__TEXT EXTRACT__
━━━━━━━━━━

# Counterfeit €20, correct procedure?



## johnl68 (23 Jul 2019)

Hi,
I recently found I had a counterfeit €20 when I tried to use it to pay at a self service in a supermarket. One of the managers tested it and told me it was a dud. I brought it to the local bank and the official just took it from me, said I had no comeback, and that was it.
 Both the supermarket staff and bank official were polite, sympathetic, no issue there. However this also happened to me years ago when I was lodging takings and a fake €5 was found, on that occasion I had to make a report in the bank, sign it, and received a receipt.
Anyway just a heads up that there are dodgy €20s around and you lose your money if you don't notice it.

Interestingly, according to the bank at the time, the fake €5 was considered rare as forgers don't bother with small denomination notes.


----------



## Leo (24 Jul 2019)

━━━━━━━━━━

__TASK REQUIREMENTS__
1. According to the counterfeit €20 thread, why did the bank consider the fake €5 rare? Answer in one to three sentences.
2. In the thread about the counterfeit €20, what did the bank official say to the poster after taking the note?
3. Carry on the forum thread about the counterfeit €20 from the point where it stops.

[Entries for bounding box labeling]
━━━━━━━━━━

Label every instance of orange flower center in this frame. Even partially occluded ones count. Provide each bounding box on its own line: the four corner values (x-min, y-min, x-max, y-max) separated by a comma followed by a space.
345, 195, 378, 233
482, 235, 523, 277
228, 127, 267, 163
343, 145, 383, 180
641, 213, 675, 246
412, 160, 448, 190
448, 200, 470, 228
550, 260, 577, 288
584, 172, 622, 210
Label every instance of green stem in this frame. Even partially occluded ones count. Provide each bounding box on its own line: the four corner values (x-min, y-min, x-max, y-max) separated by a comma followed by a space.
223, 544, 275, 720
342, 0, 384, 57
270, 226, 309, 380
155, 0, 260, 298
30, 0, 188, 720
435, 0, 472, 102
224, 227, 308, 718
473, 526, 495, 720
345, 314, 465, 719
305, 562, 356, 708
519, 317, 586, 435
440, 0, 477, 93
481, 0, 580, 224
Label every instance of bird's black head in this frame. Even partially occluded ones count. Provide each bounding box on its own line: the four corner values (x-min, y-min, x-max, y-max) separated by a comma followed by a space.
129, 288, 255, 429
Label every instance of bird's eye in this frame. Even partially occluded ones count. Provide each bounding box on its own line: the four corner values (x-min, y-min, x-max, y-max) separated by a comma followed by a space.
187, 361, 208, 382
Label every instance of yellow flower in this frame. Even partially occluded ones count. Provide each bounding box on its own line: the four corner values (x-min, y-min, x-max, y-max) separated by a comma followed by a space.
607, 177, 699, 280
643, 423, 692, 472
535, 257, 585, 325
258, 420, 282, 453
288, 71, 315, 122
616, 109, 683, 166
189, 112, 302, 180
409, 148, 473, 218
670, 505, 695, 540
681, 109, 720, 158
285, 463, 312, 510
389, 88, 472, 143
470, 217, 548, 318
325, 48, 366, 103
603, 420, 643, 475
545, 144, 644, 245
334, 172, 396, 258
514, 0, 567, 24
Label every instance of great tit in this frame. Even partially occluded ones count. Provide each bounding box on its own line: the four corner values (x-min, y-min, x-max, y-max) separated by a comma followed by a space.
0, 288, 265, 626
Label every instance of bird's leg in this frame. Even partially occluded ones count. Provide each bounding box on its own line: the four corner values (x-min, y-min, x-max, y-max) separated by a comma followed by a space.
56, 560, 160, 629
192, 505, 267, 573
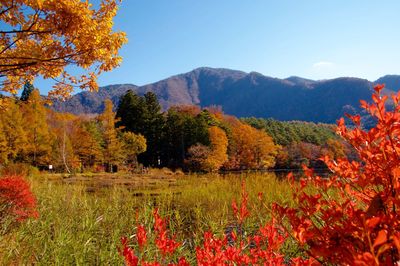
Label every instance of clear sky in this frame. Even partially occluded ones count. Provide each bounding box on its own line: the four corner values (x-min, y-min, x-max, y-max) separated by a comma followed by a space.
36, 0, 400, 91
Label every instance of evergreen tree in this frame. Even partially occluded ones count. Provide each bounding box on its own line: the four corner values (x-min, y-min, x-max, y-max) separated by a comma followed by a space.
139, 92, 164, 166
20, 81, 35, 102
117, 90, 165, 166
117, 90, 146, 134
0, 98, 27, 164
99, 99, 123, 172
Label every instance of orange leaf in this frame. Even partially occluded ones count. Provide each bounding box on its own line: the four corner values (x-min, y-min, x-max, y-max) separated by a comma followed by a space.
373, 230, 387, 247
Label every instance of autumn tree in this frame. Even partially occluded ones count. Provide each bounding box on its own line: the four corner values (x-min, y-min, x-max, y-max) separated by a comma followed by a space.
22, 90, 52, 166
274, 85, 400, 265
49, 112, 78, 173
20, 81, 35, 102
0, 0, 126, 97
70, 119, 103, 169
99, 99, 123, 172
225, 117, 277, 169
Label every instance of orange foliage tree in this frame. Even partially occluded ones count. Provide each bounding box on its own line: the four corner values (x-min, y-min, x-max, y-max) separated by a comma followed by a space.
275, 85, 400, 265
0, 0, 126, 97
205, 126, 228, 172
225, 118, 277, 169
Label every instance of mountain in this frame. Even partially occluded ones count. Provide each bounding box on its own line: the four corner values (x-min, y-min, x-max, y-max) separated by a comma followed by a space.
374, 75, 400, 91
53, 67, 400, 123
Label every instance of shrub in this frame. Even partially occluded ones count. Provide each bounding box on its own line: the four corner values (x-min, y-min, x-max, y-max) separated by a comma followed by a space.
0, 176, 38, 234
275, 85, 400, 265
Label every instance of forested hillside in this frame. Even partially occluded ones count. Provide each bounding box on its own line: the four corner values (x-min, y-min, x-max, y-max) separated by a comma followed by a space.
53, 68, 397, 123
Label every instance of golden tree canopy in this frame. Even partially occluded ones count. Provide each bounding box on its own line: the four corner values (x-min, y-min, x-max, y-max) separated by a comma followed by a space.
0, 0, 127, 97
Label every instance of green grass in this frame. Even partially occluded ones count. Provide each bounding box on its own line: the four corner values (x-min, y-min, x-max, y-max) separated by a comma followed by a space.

━━━━━━━━━━

__ANSWERS TO THE PROBLEMS__
1. The bank said a fake €5 was rare because forgers don't bother with small denomination notes.

2. The official said the poster had no comeback.

3.
From here:



> A receipt should be obtained to confirm your submission of the suspect counterfeit as no refund will be given at this time.


----------



## Bronte (24 Jul 2019)

This happened to my OH in America. He got dollars out in advance in an Irish bank and was in an Irish bar in NY and the barman told him the $50 was a dud.  My OH asked how could he get rid of it.  Taxi said the barman.  Which is what he did.


----------



## Purple (8 Aug 2019)

johnl68 said:


> Interestingly, according to the bank at the time, the fake €5 was considered rare as forgers don't bother with small denomination notes.


You might have got a few bob for it...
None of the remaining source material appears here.